PROBLEM DETAILS:
Reproduce each of the following entries word for word, keeping every line in its original order.

[Named region outline entries]
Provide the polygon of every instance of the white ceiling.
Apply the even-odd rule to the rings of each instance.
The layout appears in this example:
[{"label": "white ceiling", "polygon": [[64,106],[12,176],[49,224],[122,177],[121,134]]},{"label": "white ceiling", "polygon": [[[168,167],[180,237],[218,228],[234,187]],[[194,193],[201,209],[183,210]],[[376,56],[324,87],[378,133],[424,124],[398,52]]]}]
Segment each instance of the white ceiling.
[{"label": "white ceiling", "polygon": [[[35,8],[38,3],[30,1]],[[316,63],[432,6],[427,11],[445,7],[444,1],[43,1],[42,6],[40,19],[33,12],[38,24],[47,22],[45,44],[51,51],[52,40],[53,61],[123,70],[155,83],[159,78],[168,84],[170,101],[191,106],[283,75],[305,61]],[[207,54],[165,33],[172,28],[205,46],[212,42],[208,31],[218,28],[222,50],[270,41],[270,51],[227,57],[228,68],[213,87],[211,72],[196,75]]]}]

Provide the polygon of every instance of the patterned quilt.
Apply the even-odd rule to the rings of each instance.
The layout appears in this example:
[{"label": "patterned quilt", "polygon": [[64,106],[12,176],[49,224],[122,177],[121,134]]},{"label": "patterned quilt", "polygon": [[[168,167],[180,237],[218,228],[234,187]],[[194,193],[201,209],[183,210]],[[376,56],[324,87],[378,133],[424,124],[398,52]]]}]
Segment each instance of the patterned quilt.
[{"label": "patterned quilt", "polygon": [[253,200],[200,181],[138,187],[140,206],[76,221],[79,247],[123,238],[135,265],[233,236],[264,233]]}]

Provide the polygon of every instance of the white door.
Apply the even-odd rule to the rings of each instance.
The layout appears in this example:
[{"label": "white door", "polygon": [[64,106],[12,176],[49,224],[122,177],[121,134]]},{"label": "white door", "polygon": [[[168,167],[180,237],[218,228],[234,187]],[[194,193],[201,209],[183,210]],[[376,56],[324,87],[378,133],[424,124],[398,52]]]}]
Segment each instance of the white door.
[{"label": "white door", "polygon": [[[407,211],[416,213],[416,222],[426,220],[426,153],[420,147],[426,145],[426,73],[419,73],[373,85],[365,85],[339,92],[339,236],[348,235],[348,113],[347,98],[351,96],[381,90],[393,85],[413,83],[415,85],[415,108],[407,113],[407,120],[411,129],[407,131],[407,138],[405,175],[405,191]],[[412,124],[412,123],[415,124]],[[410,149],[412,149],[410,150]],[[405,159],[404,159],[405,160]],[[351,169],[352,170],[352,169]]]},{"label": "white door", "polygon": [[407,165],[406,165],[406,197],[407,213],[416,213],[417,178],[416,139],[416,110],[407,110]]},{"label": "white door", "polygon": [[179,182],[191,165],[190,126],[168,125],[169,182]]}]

WRITTEN RESPONSE:
Provide the polygon of every instance of the white ceiling.
Apply the even-odd rule to the rings of each instance.
The layout appears in this example:
[{"label": "white ceiling", "polygon": [[64,106],[12,176],[49,224],[122,177],[121,134]]},{"label": "white ceiling", "polygon": [[[168,167],[180,237],[218,228],[234,187]],[[194,193],[201,209],[183,210]],[[376,56],[324,87],[378,133],[424,124],[398,52]]]}]
Segment each instance of the white ceiling.
[{"label": "white ceiling", "polygon": [[[35,8],[38,3],[30,1]],[[316,63],[432,6],[427,11],[445,7],[444,1],[43,1],[42,6],[40,19],[33,12],[38,24],[47,22],[45,44],[51,51],[52,40],[53,61],[123,70],[155,83],[159,78],[168,84],[170,101],[191,106],[283,75],[305,61]],[[207,54],[165,33],[172,28],[205,46],[212,42],[208,31],[218,28],[222,50],[270,41],[270,51],[227,57],[228,68],[213,87],[211,72],[196,75]]]}]

Provide the polygon of every instance of the patterned quilt.
Apply the even-odd rule to the rings of each instance.
The layout appears in this example:
[{"label": "patterned quilt", "polygon": [[64,106],[12,176],[49,224],[122,177],[121,134]]},{"label": "patterned quilt", "polygon": [[[168,167],[180,237],[218,228],[234,187]],[[194,193],[201,209],[183,210]],[[376,56],[324,87],[378,133],[424,124],[398,52]]]}]
Segment each instance of the patterned quilt.
[{"label": "patterned quilt", "polygon": [[253,200],[200,181],[138,187],[140,206],[76,221],[79,247],[123,238],[135,265],[233,236],[264,233]]}]

Provide the polygon of every instance of the white door.
Apply the even-odd rule to the rings of each instance.
The layout appears in this example:
[{"label": "white door", "polygon": [[64,106],[12,176],[49,224],[122,177],[121,134]]},{"label": "white door", "polygon": [[[168,167],[180,237],[218,228],[234,187]],[[194,193],[201,209],[183,210]],[[376,56],[324,87],[378,133],[424,124],[398,52]]]}]
Segment each instance of the white door.
[{"label": "white door", "polygon": [[[407,211],[416,213],[416,222],[426,220],[426,153],[420,147],[426,145],[426,73],[419,73],[373,85],[365,85],[339,92],[339,236],[348,235],[348,113],[347,98],[351,96],[381,90],[393,85],[413,83],[415,85],[415,108],[407,113],[407,120],[411,129],[407,131],[407,138],[405,175],[405,191]],[[412,124],[412,123],[415,124]],[[410,149],[412,149],[410,150]],[[405,159],[404,159],[405,160]],[[351,169],[352,170],[352,169]]]},{"label": "white door", "polygon": [[407,165],[406,165],[406,197],[407,213],[416,213],[417,178],[416,139],[416,110],[407,110]]},{"label": "white door", "polygon": [[179,182],[191,165],[190,126],[168,125],[169,182]]}]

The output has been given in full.